TEXTO PARA LEITURA.
====

Invocação do Mal 2 e a fórmula mágica do cinemão de terror | JUDAO.com.br

Filme traz a volta do casal de investigadores paranormais Ed e Lorraine Warren e aposta nos clichês infalíveis de James Wan

O caso conhecido como Poltergeist de Enfield é uma das mais famosas, importantes e documentadas ocorrências de atividade sobrenatural de todos os tempos, que de 1977 a 1979 recaiu sobre a família Hodgson, moradora de Brimsdown, Enfield, na Inglaterra. Eles foram vítimas de acontecimentos paranormais envolvendo duas irmãs, Janet e Margareth, respectivamente de 11 e 14 anos, com direito a objetos se movendo sozinhos, camas tremendo, levitação, o pacote completo.

Essa é a história que chega aos cinemas brasileiros nesta quinta-feira como um novo CAUSO da dupla de investigadores paranormais Ed e Lorraine Warren em Invocação do Mal 2, dirigido por James Wan, que já carrega toda a pinta de ser o blockbuster de terror do ano, repetindo o sucesso do primeiro filme de 2013.

Wan é dono de uma exímia competência técnica na direção, e sabe como poucos misturar precisamente o terror, drama familiar e aquela pegada pop do cinemão hollywoodiano, agradando tanto o público pipoca quanto os fanáticos mais exigentes. Só que o cineasta malaio tornou-se refém de suas próprias fórmulas, que não são exatamente novidades no gênero e, para o bem ou para mal, já sabemos exatamente TUDO o que esperar de seus filmes: um começo já climático, situações arrastadas de suspense com um aumento exponencial nas atividades sobrenaturais, uma cacetada de PULOS DE SUSTO com imagens abruptas saltando na tela junto de um baque sonoro no último volume, uso de efeitos especiais — em certos casos, de qualidade questionável — para representar as manifestações sobrenaturais e um terceiro ato surtado com muita ação e algum tipo de exorcismo ou confronto contra uma terrível entidade das trevas.

====

TAREFAS E EXERCÍCIOS.
1. Apresente em uma tabela Markdown, com as colunas Nº e Linha, o trecho dos registros que começa na linha que contém "Can you find the wooden" e vai até o fim dos registros, incluindo essa primeira linha e deixando de fora as linhas em branco.
2. Escreva a continuação da crítica sobre Invocação do Mal 2, começando logo depois da última frase.
O texto e os registros são materiais independentes, sem ligação entre si.

====

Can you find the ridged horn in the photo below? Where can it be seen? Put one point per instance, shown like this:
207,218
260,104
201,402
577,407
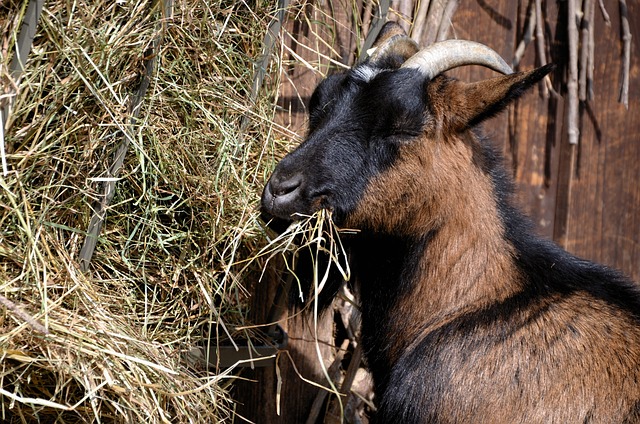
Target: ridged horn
396,45
445,55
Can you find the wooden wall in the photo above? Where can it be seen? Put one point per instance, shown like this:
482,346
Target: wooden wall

====

RESPOSTAS.
1.
| Nº | Linha |
|---|---|
| 1 | Can you find the wooden wall in the photo above? Where can it be seen? Put one point per instance, shown like this: |
| 2 | 482,346 |
| 3 | Target: wooden wall |

2.
Toda essa marca registrada de Wan está lá em Invocação do Mal 2, mas isso faz dele um filme ruim? Não, muito pelo contrário, mas é só mais um FORMULAICO longa de terror. E por incrível que pareça, contrariando as expectativas e até o que já fora denunciado nos trailers, ele é muito menos afetado que o primeiro, com menor quantidade de jump scares, mais contido, atmosférico, carregado e bem desenvolvido – e, principalmente, sem aquela exagerada panfletagem católica careta.

E verdade seja dita, o longa é tecnicamente perfeito e Wan prova que é sim um dos melhores diretores do gênero na atualidade, tanto na forma como domina a câmera quanto na construção das cenas de susto e de tensão – a sequência em que a garotinha está assistindo à TV na sala e a conversa entre ela já possuída e Ed, em um plano sequência, são sensacionais. Além disso, Wan manja da direção de atores. Vera Farmiga e Patrick Wilson estão muito bons, toda a família e seu drama sobrenatural causam empatia no público e a jovem Janet Hodgson, interpretada por Madison Wolfe, está incrível, roubando o filme, principalmente nas cenas de possessão.

A ambientação da residência de Enfiled, principalmente por conta de todo o material disponível pelas dezenas de fotos, reportagens e documentários sobre o caso, é 100% FIDEDIGNA, e a direção de arte e fotografia estão impecáveis. Tudo é redondo, feito caprichosamente nos seus mínimos detalhes, como manda a cartilha.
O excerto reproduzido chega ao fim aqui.